:: Texte à lire ::
◇ ◇ ◇ ◇

S’engager : pourquoi, pour qui, comment ?
Formation des jeunes animateurs à Bouaké, Côte d’Ivoire
Juillet 2014, je pars avec Flore et Herbert à Bouaké (Côte d’Ivoire) pour une formation des jeunes animateurs d’ATD Quart Monde engagés en Côte d’Ivoire et au Burkina Faso. Des jeunes qui se soucient de l’avenir de leurs petits frères et sœurs. Le thème de la formation est : « s’engager : pourquoi, pour qui et comment ? »
Herbert : « Mon engagement, cela a commencé une nuit. Je rentrais d’un bal avec deux amis. On faisait à pied le dernier bout de chemin en passant par KM5. C’est le grand marché dans la journée à Bangui et la nuit c’est le carrefour des enfants qui vivent dans la rue. J’ai entendu les pleurs d’un enfant et j’ai demandé à mes potes qu’on aille voir. Ils m’ont dit, tu viens d’arriver à Bangui, nous on connaît, tu veux rentrer dans le marché à cette heure ? Je sais pas pourquoi, le courage m’est venu comme ça, dans mon cœur il y avait seulement « que Dieu me protège » et je suis parti voir les enfants … »
Flore et lui animent depuis des années la « bibliothèque de marché » dans leur quartier, et ont rejoint les familles déplacées sur les sites de M’poko et Moukassa où ils dorment aussi avec les leurs. Ils participent à cette formation pour témoigner de leur engagement et partager leurs expériences avec des plus jeunes, afin de montrer que s’engager, ça fait bouger des choses.
Flore : « Moi, je m’engage pour mon pays et pour les personnes qui sont démunies, qui sont seules dans leur coin. Je veux m’approcher de tout le monde, des enfants à travers les animations, de leurs parents, pour se connaître et échanger des idées. »

◇ ◇ ◇ ◇

:: Consigne écrite 1 ::
Le texte sur la formation de Bouaké confirme-t-il chacune des affirmations suivantes ? (a) La formation s'est déroulée en juillet 2014 à Bouaké. (b) Les jeunes animateurs formés étaient engagés au Mali. (c) Flore et Herbert animent depuis peu une « bibliothèque de marché ». Répondez par oui ou non et citez les mots du texte qui tranchent.
:: Consigne écrite 2 ::
Selon le texte sur la formation de Bouaké, sur quels sites Flore et Herbert ont-ils rejoint les familles déplacées ?
:: Consigne écrite 3 ::
Donnez la suite du texte sur la formation de Bouaké à partir de sa dernière phrase.

:: Matériel ::
◇ ◇ ◇ ◇

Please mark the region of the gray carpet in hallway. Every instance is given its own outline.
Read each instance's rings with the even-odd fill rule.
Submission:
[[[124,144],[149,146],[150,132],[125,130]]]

◇ ◇ ◇ ◇

:: Réponse écrite 1 ::
(a) Oui : « Juillet 2014, je pars avec Flore et Herbert à Bouaké (Côte d’Ivoire) »
(b) Non : « engagés en Côte d’Ivoire et au Burkina Faso »
(c) Non : « animent depuis des années la « bibliothèque de marché » dans leur quartier »

:: Réponse écrite 2 ::
Sur les sites de M’poko et Moukassa.

:: Réponse écrite 3 ::
A Abidjan nous sommes accueillis chez M. Anoman Oguié, un ami de longue date qui fut président du mouvement international ATD Quart Monde. Un homme qui sait trouver des mots justes pour encourager Flore et Herbert venant d’un pays où la violence est encore présente. Il leur dit d’utiliser la tête et le cœur pour bâtir leur pays et non les armes. Il sait mettre en valeur leur engagement.
Et à Bouaké d’autres amis nous attendent. Les aînés Mouktar et Gaston, très touchés par notre arrivée : « si vous avez pu voyager, ça veut dire que le Centrafrique va mieux et c’est ça que nous souhaitons pour votre pays ». Et aussi Cheick, Aba, Enselme, Abdoulaye, Raphaël, Naabyuuré, des plus jeunes avides d’en savoir plus sur le mouvement.
On est une trentaine à participer à la formation. Les plus anciens nous partagent leur parcours, insistant sur ce qui les anime : chaque homme a sa valeur unique, chacun est une chance pour l’autre. Et Koffi ajoute : « il faut être vrai dans son engagement ».
Flore : « Je suis fière de mon choix, de tenir cet engagement avec ATD, avec les familles, les enfants, même si cela n’a pas été facile au début. Je pense à un petit garçon dans mon quartier, je pensais que c’était important de soutenir sa famille dans son souhait qu’il aille à l’école. Je n’avais pas l’argent pour payer sa scolarité alors je suis partie voir le directeur de l’école et j’ai expliqué la situation et mes motivations. Il a accepté ma demande. »
Awa continue : « Notre engagement c’est pour le bonheur des enfants et aussi une chance dans la vie ».
La formation se fait parfois en plénière en regardant des documentaires, et nous poursuivons nos réflexions en petits groupes autour de questions comme « Comment soutenir les enfants dans leurs activités, sommes-nous assez ambitieux pour leur épanouissement ? »
Cheick : « Nous devons amener les enfants à faire quelque chose extraordinaire pour qu’ils soit fiers d’eux-mêmes. » Marie-Danielle : « Il faut donner de sa personne, être impliqué, avoir des mots d’encouragement, créer une bonne ambiance. »
Ou encore « Qu’est-ce que nous apprenons de la vie des enfants et de leurs familles ? »
Félicien : « Il y a des gens qui décident pour les familles les plus pauvres. On leur impose des solutions sans les consulter. »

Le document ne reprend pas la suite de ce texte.